▸ EXERCISE: Report every line of the items below that contains the string "printed", copying each such line in full.

• • • • •

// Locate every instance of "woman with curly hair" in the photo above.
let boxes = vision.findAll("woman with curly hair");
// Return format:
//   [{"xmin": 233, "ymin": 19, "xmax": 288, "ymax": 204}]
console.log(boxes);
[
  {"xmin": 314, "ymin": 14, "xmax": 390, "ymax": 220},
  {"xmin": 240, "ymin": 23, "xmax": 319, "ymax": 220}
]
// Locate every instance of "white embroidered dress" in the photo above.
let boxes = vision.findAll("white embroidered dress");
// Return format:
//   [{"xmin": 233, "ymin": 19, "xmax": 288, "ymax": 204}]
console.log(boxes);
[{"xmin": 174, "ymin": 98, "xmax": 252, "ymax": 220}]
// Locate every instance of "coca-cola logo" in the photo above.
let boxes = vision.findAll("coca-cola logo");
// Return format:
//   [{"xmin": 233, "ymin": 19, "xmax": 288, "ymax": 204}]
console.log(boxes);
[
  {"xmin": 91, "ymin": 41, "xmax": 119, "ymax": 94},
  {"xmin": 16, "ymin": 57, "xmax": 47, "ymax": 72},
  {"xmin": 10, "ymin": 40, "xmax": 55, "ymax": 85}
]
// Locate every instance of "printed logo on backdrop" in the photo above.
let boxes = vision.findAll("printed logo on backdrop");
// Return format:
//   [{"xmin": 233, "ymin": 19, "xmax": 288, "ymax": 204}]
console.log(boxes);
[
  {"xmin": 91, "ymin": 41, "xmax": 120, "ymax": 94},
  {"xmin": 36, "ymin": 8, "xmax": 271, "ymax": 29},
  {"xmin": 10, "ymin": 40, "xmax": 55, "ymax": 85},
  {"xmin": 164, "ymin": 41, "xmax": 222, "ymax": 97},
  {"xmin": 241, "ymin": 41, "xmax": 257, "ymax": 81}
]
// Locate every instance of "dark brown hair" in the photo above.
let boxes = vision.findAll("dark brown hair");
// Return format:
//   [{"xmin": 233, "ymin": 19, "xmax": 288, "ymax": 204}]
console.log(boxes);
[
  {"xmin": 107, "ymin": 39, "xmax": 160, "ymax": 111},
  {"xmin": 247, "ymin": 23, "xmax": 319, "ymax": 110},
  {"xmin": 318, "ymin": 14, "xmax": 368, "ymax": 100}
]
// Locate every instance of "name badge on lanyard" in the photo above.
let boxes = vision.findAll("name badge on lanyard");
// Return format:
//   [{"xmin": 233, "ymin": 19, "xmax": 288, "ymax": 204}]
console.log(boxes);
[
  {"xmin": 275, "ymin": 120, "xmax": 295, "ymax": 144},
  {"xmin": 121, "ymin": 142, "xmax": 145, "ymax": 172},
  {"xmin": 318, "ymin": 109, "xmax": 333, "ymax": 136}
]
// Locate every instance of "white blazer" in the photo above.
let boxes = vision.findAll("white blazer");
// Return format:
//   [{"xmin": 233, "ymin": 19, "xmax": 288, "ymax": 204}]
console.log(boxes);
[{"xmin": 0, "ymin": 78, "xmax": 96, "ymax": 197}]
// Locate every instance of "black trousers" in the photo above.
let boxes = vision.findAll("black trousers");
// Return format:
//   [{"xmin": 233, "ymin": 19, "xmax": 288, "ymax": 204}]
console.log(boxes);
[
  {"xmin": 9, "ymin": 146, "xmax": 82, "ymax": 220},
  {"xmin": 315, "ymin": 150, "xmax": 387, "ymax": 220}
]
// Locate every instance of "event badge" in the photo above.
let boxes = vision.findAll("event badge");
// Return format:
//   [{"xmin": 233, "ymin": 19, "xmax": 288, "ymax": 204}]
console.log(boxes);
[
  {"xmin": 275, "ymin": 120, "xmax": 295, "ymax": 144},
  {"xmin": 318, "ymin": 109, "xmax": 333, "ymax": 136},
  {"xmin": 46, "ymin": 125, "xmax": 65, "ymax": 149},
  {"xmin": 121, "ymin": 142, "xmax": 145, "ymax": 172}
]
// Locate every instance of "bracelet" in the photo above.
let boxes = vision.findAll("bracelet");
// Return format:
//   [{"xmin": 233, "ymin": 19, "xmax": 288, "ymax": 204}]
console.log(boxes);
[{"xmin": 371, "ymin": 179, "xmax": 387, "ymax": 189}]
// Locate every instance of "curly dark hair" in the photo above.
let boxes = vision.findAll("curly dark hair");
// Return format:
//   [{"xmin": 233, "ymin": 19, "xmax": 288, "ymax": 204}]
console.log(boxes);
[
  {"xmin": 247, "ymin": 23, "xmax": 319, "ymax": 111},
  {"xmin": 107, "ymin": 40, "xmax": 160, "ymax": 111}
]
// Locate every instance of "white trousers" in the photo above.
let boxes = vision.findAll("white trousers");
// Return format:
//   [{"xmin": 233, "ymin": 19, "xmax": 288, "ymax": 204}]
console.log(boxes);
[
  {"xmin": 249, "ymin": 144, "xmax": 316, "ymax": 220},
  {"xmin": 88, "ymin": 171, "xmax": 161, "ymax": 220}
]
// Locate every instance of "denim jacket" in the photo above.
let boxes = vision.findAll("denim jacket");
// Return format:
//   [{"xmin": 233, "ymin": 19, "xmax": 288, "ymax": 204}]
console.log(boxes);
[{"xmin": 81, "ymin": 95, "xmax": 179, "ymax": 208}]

• • • • •

▸ WRITTEN SOLUTION:
// Locate every instance of "printed logo on backdrop" in the photo above.
let boxes = vision.findAll("printed logo on backdrop");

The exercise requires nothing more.